* _Task item_
Every line holding the string "prompts" should be copied out of the listing.

* _Listed records_
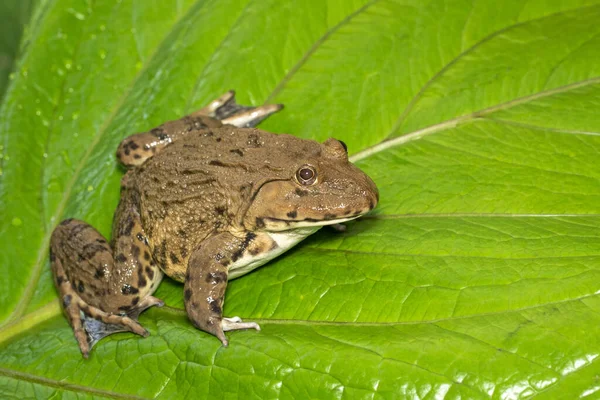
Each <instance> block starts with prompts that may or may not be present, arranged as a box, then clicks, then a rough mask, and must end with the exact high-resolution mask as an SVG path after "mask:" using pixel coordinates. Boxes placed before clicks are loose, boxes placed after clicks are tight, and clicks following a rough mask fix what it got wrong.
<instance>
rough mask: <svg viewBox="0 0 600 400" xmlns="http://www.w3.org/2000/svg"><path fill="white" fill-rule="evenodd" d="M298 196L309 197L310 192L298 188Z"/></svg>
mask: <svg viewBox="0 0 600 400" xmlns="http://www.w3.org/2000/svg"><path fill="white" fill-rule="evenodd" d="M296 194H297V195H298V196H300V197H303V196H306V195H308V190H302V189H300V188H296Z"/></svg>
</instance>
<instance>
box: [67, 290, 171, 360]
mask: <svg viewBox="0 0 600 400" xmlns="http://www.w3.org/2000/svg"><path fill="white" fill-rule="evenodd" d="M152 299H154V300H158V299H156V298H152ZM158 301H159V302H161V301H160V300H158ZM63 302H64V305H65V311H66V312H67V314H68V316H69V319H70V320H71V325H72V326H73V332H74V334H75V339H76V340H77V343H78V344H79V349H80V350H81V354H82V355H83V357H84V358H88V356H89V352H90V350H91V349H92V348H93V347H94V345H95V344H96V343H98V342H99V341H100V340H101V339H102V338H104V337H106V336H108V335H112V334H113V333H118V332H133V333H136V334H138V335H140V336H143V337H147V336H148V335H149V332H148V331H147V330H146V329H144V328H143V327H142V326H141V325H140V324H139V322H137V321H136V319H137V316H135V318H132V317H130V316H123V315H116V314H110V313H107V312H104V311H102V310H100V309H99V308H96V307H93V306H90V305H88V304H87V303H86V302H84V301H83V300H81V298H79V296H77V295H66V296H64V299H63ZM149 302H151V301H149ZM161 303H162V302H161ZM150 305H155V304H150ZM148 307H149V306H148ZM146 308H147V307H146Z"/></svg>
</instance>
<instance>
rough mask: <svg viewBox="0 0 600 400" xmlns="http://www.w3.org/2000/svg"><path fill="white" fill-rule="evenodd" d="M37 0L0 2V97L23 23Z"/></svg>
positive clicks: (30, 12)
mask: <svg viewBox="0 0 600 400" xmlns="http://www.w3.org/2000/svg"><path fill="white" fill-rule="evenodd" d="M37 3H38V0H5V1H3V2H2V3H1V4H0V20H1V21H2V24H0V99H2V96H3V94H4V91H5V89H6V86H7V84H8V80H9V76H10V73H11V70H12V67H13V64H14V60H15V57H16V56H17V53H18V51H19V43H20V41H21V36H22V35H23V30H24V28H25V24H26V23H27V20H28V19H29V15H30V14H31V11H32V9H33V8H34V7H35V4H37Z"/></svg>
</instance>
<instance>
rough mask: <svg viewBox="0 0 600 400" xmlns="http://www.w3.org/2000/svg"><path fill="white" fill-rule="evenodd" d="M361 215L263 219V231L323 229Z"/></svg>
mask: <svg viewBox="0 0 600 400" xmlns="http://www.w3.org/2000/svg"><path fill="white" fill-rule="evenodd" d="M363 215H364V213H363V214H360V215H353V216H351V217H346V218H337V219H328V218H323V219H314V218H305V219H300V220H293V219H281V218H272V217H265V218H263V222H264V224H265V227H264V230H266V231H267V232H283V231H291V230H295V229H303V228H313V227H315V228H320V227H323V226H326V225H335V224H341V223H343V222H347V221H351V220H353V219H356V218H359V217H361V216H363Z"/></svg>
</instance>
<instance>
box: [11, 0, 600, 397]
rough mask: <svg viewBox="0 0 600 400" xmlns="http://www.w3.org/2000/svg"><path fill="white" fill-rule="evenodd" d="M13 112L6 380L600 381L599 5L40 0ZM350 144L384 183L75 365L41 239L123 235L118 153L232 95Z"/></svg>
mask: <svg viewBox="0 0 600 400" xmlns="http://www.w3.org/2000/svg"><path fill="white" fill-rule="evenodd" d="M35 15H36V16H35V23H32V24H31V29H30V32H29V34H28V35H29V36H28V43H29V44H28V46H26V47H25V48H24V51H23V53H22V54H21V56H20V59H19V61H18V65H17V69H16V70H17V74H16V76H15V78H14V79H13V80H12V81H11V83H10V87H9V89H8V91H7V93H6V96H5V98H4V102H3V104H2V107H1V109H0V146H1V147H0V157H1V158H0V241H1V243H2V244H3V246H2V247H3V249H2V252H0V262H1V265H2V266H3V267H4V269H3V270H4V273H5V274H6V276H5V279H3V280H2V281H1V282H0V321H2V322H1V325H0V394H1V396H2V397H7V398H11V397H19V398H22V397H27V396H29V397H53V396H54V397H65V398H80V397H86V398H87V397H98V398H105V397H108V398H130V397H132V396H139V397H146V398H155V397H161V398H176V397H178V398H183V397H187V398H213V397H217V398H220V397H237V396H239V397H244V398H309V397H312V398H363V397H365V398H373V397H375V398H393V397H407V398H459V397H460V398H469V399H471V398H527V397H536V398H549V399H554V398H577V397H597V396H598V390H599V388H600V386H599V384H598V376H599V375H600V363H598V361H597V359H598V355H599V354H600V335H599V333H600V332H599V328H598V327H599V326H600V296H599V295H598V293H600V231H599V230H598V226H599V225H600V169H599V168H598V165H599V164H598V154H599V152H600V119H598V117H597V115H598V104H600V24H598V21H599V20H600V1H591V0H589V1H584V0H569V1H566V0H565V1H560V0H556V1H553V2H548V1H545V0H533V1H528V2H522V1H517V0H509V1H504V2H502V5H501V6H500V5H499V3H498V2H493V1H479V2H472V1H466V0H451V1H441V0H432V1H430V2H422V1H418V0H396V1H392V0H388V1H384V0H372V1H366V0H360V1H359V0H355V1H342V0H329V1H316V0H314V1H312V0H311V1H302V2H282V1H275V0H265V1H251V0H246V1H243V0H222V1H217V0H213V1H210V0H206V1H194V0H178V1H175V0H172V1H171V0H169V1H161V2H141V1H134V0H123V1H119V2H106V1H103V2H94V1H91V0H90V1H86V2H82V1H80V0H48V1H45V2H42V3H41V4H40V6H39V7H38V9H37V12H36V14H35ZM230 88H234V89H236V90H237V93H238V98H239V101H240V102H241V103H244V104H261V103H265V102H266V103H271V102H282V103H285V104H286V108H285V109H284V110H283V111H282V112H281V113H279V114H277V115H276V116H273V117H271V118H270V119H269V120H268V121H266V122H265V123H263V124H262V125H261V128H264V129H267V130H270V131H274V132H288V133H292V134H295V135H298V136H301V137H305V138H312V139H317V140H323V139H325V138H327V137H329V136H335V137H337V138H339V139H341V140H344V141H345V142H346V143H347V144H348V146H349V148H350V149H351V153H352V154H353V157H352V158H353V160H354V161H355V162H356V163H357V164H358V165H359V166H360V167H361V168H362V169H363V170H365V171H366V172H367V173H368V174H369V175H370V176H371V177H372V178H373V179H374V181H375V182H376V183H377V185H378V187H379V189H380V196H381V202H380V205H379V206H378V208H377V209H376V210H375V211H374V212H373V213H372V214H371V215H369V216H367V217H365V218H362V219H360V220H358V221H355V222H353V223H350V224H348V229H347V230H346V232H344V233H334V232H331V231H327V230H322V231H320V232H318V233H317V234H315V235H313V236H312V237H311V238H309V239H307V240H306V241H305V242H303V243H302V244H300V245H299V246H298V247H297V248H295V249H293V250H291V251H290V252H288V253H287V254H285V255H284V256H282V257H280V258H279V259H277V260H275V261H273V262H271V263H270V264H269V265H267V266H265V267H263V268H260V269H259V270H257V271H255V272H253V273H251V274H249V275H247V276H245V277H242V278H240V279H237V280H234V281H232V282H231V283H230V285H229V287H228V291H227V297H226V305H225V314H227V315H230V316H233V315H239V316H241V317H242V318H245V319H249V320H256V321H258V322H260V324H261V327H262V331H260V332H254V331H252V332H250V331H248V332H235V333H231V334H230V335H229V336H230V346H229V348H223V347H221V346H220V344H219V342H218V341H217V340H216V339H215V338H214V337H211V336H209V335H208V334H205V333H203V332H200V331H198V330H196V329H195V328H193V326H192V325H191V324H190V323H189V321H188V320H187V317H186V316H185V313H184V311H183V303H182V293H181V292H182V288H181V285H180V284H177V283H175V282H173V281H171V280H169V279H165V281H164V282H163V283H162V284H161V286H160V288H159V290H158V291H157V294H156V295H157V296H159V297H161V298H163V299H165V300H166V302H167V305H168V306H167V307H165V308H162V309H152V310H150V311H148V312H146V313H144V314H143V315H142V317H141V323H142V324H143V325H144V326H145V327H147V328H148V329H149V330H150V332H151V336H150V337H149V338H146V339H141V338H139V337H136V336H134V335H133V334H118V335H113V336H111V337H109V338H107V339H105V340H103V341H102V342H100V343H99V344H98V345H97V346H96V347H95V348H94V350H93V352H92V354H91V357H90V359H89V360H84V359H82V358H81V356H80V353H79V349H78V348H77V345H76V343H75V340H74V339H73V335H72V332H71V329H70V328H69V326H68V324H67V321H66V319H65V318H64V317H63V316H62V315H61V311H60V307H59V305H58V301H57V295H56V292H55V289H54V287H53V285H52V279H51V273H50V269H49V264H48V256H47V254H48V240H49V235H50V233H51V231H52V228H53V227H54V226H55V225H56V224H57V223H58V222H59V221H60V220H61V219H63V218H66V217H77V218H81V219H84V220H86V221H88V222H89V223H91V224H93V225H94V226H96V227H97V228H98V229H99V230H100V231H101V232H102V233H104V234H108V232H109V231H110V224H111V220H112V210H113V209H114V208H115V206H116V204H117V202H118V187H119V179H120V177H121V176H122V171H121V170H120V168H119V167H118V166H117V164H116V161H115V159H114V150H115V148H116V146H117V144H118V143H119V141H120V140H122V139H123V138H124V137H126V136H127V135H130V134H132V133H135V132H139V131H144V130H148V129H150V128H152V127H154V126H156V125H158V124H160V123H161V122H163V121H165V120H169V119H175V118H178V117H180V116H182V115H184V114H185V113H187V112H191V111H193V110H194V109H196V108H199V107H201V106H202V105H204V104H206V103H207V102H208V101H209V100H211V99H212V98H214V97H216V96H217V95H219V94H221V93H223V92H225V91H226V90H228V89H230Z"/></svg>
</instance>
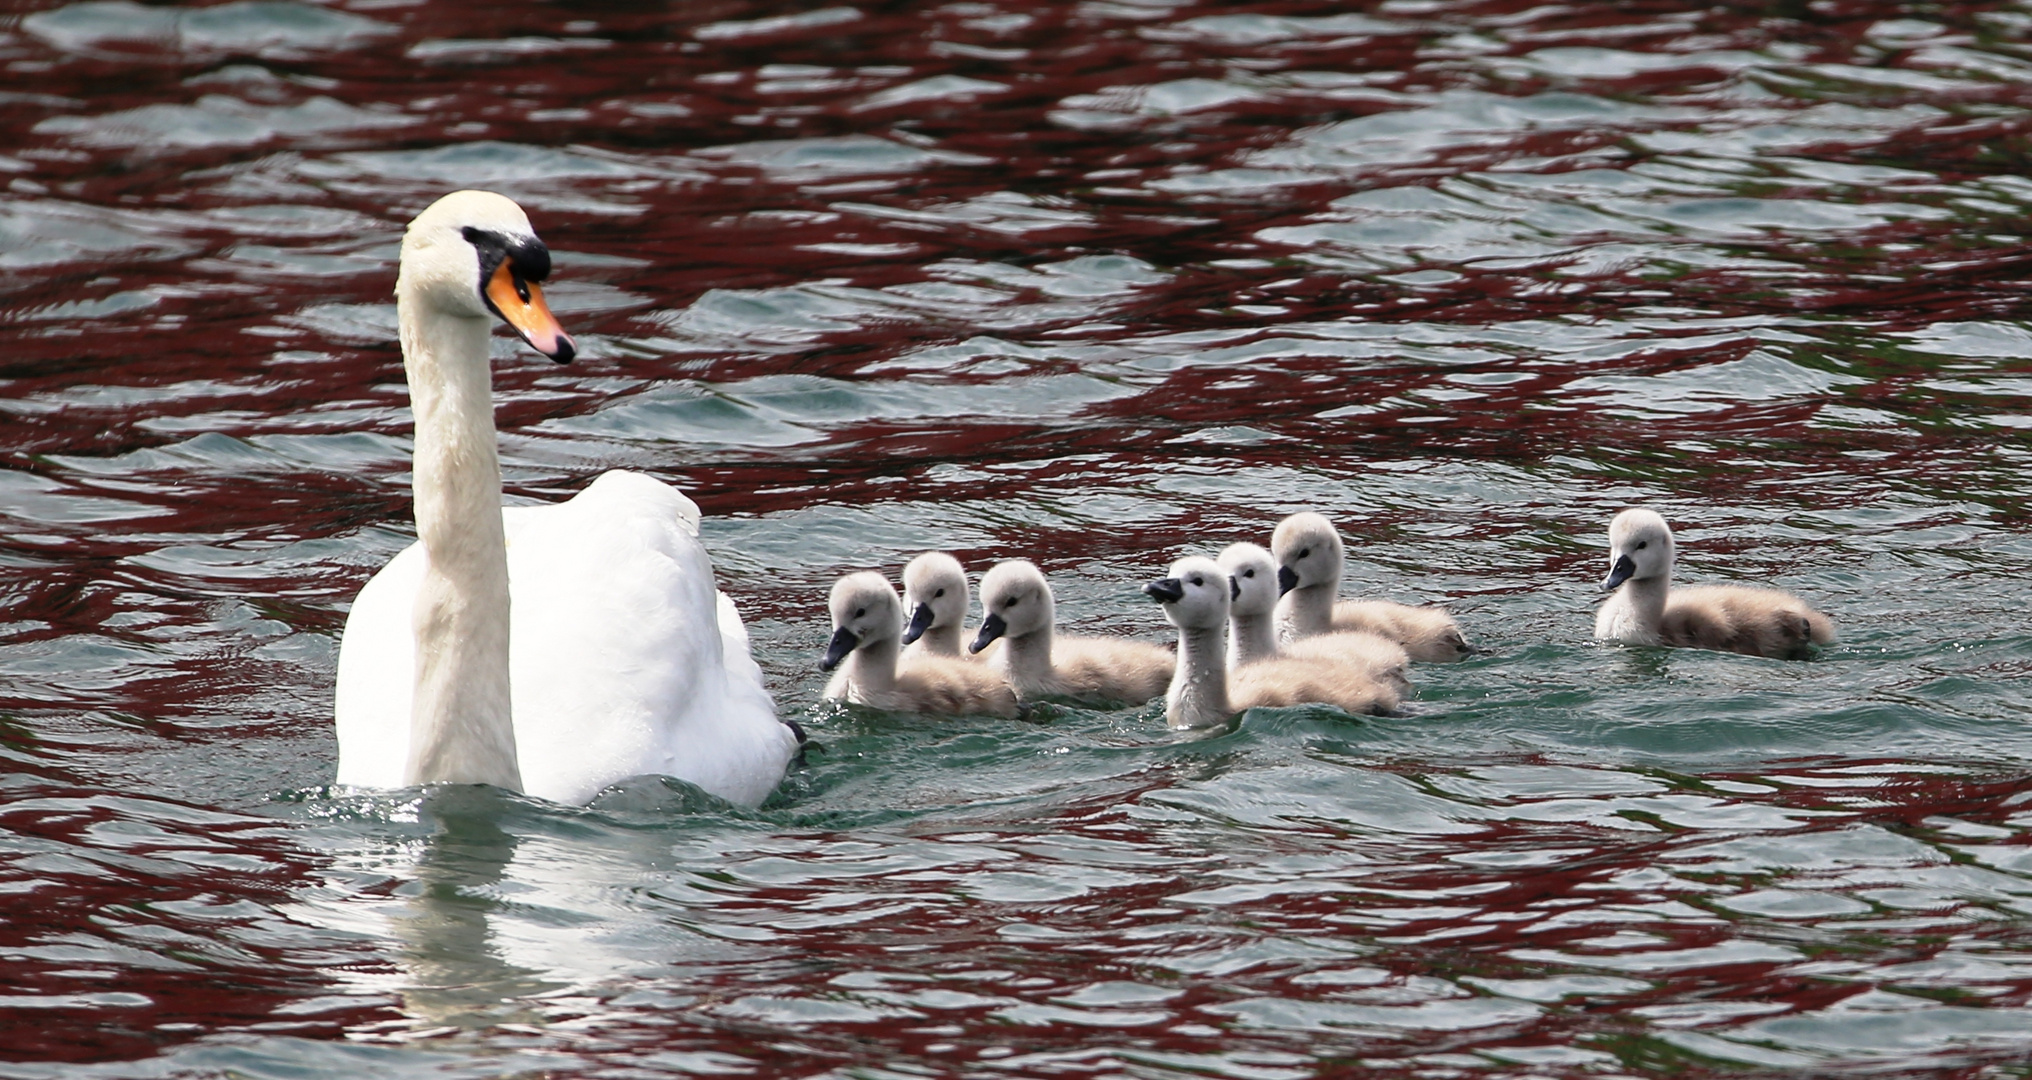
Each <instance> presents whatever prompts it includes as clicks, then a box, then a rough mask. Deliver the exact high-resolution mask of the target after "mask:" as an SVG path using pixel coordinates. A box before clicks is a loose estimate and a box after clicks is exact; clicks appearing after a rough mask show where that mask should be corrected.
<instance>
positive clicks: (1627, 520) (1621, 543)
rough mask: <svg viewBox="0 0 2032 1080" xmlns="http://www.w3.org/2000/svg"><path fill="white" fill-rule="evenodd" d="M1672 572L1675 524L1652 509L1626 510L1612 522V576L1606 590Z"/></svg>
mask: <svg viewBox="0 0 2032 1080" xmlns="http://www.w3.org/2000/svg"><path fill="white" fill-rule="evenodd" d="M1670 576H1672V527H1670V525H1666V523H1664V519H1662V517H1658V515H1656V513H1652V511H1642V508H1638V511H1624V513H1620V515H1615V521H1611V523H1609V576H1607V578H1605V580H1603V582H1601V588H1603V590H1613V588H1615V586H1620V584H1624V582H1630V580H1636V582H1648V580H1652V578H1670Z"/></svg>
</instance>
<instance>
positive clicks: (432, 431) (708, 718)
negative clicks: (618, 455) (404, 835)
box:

* _Finished exercise_
Each <instance> block starts with prompts that may or may not be present, arranged as a box, then clicks, then a rough mask, and must end with the exact high-resolution mask as an SVG path after "mask:" using pixel coordinates. Boxes placed before clicks are loose, boxes placed after clicks are tight, and clicks following a rough mask fix what it got wrong.
Each <instance> presents whatever prompts it includes as clicks, then a box, then a rough mask. Deliver the exact high-resolution mask of the target after "mask:" as an SVG path using pixel coordinates. A box before clicks is a loose estimate and a box after clicks is exact; clicks appearing after a rough mask show where that mask should be corrected.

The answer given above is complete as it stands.